» **EXTRACTED TEXT**:

Physiological consequences of human death
For the human body, the physiological consequences of death follow a recognized sequence through early changes into bloating, then decay to changes after decay and finally skeletal remains.
The changes in the immediate post-death stage have received the most attention for two reasons - firstly it is the stage mostly likely to be seen by the living and secondly because of the research of forensics in potential crimes.
Soon after death (15 to 120 minutes depending on various factors) the body begins to cool (algor mortis), becomes pallid (pallor mortis ), and internal sphincter muscles relax leading to the release of urine, feces, and stomach contents if the body is moved. The blood moves to pool in the lowest parts of the body, livor mortis (dependent lividity), within thirty minutes and then begins to coagulate. The body experiences muscle stiffening, rigor mortis, which peaks at around twelve hours after death and is gone in another twenty-four, depending on temperature. Within a day the body starts to show signs of decomposition (decay), both autolytic changes and from 'attacking' organisms - bacteria, fungi, insects, mammalian scavengers, etc. Internally the body structures begin to collapse, the skin loses integration with the underlying tissues, and bacterial action creates gases which cause bloating and swelling. The rate of decay is enormously variable; a body can be reduced to skeletal remains in days, or remain largely intact for thousands of years.
In most cultures, before the onset of significant decay, the body is ritually disposed of, usually either cremated or deposited in a tomb, often a hole in the earth called a grave, but also in a sarcophagus, a crypt, sepulchre, or ossuary, a mound or barrow, or endlessly monumental surface structures, a mausoleum such as the Taj Mahal. In certain cultures efforts are made to retard the decay processes before burial, mummification or embalming. This happens during or after a funeral ceremony. Many funeral customs exist in different cultures.
A new alternative is "ecological burial": this involves subsequently deep-freezing, pulverisation by vibration, freeze-drying, removing metals, and burying the resulting powder, which has 30% of the body mass. 
Graves are usually grouped together in a plot of land called a "cemetery" or a "graveyard" and can arranged by a funeral home or undertaker or by a church.
Personification of death
Main article: Death (personification)
Death is also a popular mythological figure who has existed in mythology and popular culture since the earliest days of storytelling. The traditional western image of Death, known as the Grim Reaper, is employed in modern culture on a tarot card and in various television and film works. A form of this personification is a major character in the Discworld series by Terry Pratchett, with many of the novels centering around him as the main character. An unusual personification of Death appears in Neil Gaiman's Sandman graphic novels. Another famous appearance of death is in Ingmar Bergman's The Seventh Seal, in which the protagonist plays a game of chess against Death on the beach - this scene is parodied in the film Bill and Ted's Bogus Journey. In the webcomic Jack, Death is a large green anthropomorphic rabbit known as Jack who also pulls double duty as the Sin of Wrath.
The mortality rate is the measure of number of deaths per total number of persons in a given area and time. An example would be 2 deaths per 10,000 people per year.

(Data excerpts)
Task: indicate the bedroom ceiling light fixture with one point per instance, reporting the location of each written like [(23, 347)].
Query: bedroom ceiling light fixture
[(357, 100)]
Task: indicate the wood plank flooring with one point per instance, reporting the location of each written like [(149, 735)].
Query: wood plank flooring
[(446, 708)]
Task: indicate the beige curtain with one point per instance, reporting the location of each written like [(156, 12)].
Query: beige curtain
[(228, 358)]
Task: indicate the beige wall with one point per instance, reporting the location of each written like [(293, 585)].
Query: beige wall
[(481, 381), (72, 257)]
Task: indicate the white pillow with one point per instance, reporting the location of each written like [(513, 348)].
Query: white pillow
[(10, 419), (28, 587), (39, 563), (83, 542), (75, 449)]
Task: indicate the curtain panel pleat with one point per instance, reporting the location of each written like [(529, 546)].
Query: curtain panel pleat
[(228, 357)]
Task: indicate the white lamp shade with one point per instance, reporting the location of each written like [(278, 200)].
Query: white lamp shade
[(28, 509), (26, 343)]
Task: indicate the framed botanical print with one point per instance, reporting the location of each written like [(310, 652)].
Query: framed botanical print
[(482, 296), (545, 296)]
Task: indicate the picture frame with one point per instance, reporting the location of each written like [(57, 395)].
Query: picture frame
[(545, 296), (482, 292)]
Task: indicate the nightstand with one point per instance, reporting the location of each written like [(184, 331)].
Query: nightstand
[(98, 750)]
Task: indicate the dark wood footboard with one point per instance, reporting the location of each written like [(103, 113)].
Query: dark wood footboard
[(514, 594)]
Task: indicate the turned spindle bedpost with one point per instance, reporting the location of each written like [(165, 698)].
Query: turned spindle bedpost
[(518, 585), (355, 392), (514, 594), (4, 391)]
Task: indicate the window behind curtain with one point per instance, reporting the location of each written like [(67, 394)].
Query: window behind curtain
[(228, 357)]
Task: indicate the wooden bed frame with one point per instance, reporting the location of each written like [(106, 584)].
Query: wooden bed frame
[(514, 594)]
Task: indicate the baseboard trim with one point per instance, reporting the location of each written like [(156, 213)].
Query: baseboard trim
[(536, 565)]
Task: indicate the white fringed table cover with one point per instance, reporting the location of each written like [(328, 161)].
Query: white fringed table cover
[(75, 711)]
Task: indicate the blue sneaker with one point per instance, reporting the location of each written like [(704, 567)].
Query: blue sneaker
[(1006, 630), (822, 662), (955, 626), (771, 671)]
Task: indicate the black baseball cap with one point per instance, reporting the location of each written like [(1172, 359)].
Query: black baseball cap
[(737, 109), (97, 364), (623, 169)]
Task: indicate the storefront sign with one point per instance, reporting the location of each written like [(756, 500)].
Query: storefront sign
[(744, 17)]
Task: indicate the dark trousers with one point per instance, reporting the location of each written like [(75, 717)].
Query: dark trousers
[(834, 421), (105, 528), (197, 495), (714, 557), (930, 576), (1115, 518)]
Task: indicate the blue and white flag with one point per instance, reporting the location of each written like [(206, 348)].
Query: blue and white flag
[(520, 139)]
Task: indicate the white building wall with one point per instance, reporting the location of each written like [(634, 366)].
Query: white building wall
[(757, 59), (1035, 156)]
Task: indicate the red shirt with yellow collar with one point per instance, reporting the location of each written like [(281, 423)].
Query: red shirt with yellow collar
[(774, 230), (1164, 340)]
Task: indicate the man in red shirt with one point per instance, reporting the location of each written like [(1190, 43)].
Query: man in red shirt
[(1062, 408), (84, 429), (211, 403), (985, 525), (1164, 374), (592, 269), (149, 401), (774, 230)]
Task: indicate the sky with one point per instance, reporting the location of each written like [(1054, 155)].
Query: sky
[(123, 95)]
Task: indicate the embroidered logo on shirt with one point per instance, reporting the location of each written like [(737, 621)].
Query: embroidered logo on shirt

» **REQUIRED WORK**:
(a) In the excerpt on death, when does rigor mortis peak?
(b) Reproduce the excerpt on death between "In most cultures, before" and "the body mass.", inclusive, switching "sarcophagus" to "stone coffin".

» **ANSWERS TO THE TASKS**:
(a) At around twelve hours after death.

(b)
In most cultures, before the onset of significant decay, the body is ritually disposed of, usually either cremated or deposited in a tomb, often a hole in the earth called a grave, but also in a stone coffin, a crypt, sepulchre, or ossuary, a mound or barrow, or endlessly monumental surface structures, a mausoleum such as the Taj Mahal. In certain cultures efforts are made to retard the decay processes before burial, mummification or embalming. This happens during or after a funeral ceremony. Many funeral customs exist in different cultures.
A new alternative is "ecological burial": this involves subsequently deep-freezing, pulverisation by vibration, freeze-drying, removing metals, and burying the resulting powder, which has 30% of the body mass.